__YOUR GOAL__:
Every record here must be set down once more, precisely as it reads.

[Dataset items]
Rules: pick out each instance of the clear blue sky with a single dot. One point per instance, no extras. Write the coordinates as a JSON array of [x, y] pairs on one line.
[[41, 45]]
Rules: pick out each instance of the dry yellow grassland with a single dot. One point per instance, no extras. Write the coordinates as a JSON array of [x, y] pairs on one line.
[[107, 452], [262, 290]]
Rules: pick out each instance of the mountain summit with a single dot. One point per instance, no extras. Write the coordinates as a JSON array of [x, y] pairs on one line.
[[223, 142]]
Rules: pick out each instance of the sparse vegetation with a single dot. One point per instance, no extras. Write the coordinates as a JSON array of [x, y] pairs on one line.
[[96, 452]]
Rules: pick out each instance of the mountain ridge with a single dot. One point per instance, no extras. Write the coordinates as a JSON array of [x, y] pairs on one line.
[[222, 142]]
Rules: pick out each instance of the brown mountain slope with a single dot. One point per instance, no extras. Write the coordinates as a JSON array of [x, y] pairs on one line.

__TASK OUTPUT__:
Rules: pick out each instance of the clear blue sky with a single dot. One point per instance, no extras. Write the coordinates as a JSON array of [x, y] pairs on one line.
[[41, 45]]
Rules: pick out each instance of the dry yellow grassland with a single dot. One point per instance, no extras. Write the coordinates as a JSON array of [x, y] pairs on one line.
[[107, 452], [262, 290]]
Rules: pick out each instance of the mountain summit with a single dot. One point per instance, no extras. Write the coordinates as a JSON array of [x, y] pairs on one line.
[[223, 142]]
Rules: pick out each instance of the sparse vegetation with a single dot. One point per instance, no extras. Write the coordinates as a JSON array of [x, y] pairs on one line.
[[96, 452]]
Rules: pick out each instance of the mountain ridge with a single dot. One point per instance, no extras. Write the coordinates as a JSON array of [x, y] pairs on one line.
[[222, 142]]
Rules: pick out each instance of the brown mountain slope with a single dot. One point per instance, no extras. Write the coordinates as a JSON array of [x, y] pairs on one line.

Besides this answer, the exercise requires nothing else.